• What you are asked to do
Retype the rows below word for word, beginning at the line that contains "of the plant" and continuing through the end of the rows. Leave the pictures out of your answer.

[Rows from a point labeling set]
+ + + + +

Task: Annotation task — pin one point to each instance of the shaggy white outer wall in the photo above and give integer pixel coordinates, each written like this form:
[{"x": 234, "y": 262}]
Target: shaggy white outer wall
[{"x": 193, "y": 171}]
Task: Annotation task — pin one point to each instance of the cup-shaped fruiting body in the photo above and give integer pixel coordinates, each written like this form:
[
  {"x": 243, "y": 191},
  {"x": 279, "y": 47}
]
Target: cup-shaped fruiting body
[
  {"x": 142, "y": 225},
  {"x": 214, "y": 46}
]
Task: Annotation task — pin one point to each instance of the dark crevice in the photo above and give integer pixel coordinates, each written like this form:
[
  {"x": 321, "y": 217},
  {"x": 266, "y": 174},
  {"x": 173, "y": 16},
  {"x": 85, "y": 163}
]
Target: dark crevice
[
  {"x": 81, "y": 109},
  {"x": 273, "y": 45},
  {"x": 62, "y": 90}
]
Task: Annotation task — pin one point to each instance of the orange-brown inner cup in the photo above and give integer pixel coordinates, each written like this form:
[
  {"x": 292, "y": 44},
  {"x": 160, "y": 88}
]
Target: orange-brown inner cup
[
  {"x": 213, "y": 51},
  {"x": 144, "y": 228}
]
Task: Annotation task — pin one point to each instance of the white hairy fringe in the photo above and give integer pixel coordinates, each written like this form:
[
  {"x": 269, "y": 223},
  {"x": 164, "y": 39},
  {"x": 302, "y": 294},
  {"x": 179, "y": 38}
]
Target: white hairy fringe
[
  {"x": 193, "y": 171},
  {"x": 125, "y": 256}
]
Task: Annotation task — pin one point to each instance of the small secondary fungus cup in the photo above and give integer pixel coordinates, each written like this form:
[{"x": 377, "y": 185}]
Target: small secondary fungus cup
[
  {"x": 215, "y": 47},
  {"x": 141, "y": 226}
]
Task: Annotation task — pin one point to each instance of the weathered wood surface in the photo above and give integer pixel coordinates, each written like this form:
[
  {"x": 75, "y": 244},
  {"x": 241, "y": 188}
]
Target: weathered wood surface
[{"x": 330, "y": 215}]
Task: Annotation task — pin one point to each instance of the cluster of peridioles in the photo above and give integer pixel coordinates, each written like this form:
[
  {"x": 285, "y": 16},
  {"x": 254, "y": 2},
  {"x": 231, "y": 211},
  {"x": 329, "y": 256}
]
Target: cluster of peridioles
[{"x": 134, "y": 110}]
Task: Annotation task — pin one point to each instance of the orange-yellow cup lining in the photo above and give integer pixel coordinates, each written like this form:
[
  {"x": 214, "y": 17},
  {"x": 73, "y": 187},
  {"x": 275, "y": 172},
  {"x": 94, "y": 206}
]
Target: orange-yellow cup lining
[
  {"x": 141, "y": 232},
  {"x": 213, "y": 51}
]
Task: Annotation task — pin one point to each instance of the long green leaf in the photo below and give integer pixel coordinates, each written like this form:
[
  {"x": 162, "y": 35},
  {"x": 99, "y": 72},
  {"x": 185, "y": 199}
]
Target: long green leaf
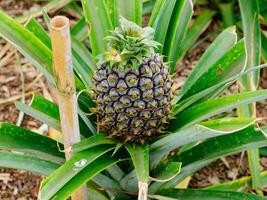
[
  {"x": 80, "y": 30},
  {"x": 48, "y": 112},
  {"x": 180, "y": 106},
  {"x": 96, "y": 14},
  {"x": 92, "y": 141},
  {"x": 238, "y": 184},
  {"x": 252, "y": 32},
  {"x": 148, "y": 7},
  {"x": 264, "y": 47},
  {"x": 211, "y": 107},
  {"x": 16, "y": 138},
  {"x": 216, "y": 50},
  {"x": 140, "y": 158},
  {"x": 205, "y": 130},
  {"x": 227, "y": 12},
  {"x": 55, "y": 182},
  {"x": 85, "y": 175},
  {"x": 230, "y": 64},
  {"x": 160, "y": 19},
  {"x": 198, "y": 26},
  {"x": 34, "y": 49},
  {"x": 43, "y": 110},
  {"x": 210, "y": 150},
  {"x": 190, "y": 194},
  {"x": 177, "y": 29},
  {"x": 131, "y": 10},
  {"x": 27, "y": 162}
]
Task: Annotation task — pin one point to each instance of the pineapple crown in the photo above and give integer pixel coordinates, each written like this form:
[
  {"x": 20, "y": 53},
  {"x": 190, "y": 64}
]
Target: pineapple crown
[{"x": 128, "y": 46}]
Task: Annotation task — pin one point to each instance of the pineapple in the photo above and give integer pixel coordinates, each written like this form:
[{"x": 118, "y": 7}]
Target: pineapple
[{"x": 132, "y": 85}]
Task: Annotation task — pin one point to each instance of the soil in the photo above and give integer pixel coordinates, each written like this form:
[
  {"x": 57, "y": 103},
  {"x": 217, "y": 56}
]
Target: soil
[{"x": 18, "y": 78}]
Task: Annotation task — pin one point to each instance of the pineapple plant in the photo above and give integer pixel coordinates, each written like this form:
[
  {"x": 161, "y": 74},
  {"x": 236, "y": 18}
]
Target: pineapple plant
[
  {"x": 132, "y": 86},
  {"x": 141, "y": 139}
]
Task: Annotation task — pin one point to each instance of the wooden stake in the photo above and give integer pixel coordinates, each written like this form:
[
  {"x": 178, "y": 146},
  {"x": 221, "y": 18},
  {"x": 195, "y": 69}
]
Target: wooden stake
[{"x": 67, "y": 100}]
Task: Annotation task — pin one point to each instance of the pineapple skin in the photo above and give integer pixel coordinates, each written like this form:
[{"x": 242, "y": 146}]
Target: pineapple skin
[{"x": 133, "y": 105}]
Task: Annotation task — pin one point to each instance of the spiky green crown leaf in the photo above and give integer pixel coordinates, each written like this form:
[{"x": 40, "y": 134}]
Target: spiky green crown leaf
[{"x": 128, "y": 46}]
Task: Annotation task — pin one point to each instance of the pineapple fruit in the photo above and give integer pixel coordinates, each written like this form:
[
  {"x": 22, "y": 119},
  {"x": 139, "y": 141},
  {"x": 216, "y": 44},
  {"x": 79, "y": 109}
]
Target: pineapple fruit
[{"x": 132, "y": 86}]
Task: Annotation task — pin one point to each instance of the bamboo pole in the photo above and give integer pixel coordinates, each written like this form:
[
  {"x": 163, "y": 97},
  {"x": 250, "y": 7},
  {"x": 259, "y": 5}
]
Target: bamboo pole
[{"x": 67, "y": 100}]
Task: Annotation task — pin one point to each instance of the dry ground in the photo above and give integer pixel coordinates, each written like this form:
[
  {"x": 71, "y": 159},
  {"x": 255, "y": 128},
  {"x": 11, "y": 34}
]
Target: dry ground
[{"x": 18, "y": 79}]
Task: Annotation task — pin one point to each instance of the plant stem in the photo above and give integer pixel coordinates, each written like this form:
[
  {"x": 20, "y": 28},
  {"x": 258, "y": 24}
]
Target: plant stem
[
  {"x": 67, "y": 100},
  {"x": 143, "y": 189}
]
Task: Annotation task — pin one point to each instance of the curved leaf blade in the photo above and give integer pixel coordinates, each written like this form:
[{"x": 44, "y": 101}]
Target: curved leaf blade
[
  {"x": 211, "y": 107},
  {"x": 190, "y": 194},
  {"x": 75, "y": 165},
  {"x": 27, "y": 162},
  {"x": 19, "y": 139}
]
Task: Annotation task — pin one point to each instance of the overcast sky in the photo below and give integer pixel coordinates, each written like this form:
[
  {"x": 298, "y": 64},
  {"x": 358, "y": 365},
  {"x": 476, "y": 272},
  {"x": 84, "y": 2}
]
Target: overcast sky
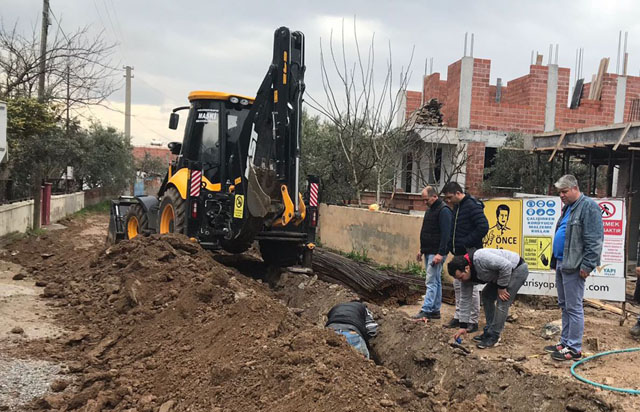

+ + + + +

• Answer for this exercise
Task: Annotation task — pin one point to each instance of the plant stem in the photo above and give integer pixel coordinates, each written like this form:
[
  {"x": 20, "y": 28},
  {"x": 258, "y": 24}
]
Target: plant stem
[
  {"x": 67, "y": 100},
  {"x": 143, "y": 189}
]
Task: Annotation task — pin one point to each instance of the curved leaf blade in the photo above and give integer pixel coordinates, each written like this form:
[{"x": 44, "y": 101}]
Target: curved leaf blade
[
  {"x": 211, "y": 107},
  {"x": 190, "y": 194},
  {"x": 75, "y": 165},
  {"x": 27, "y": 162},
  {"x": 19, "y": 139}
]
Task: Annotation task — pin one point to each instance of the overcast sky in the photo below and give integer pixel coordinates, each written like this form:
[
  {"x": 298, "y": 64},
  {"x": 358, "y": 365},
  {"x": 476, "y": 272},
  {"x": 84, "y": 2}
]
Target: overcast sky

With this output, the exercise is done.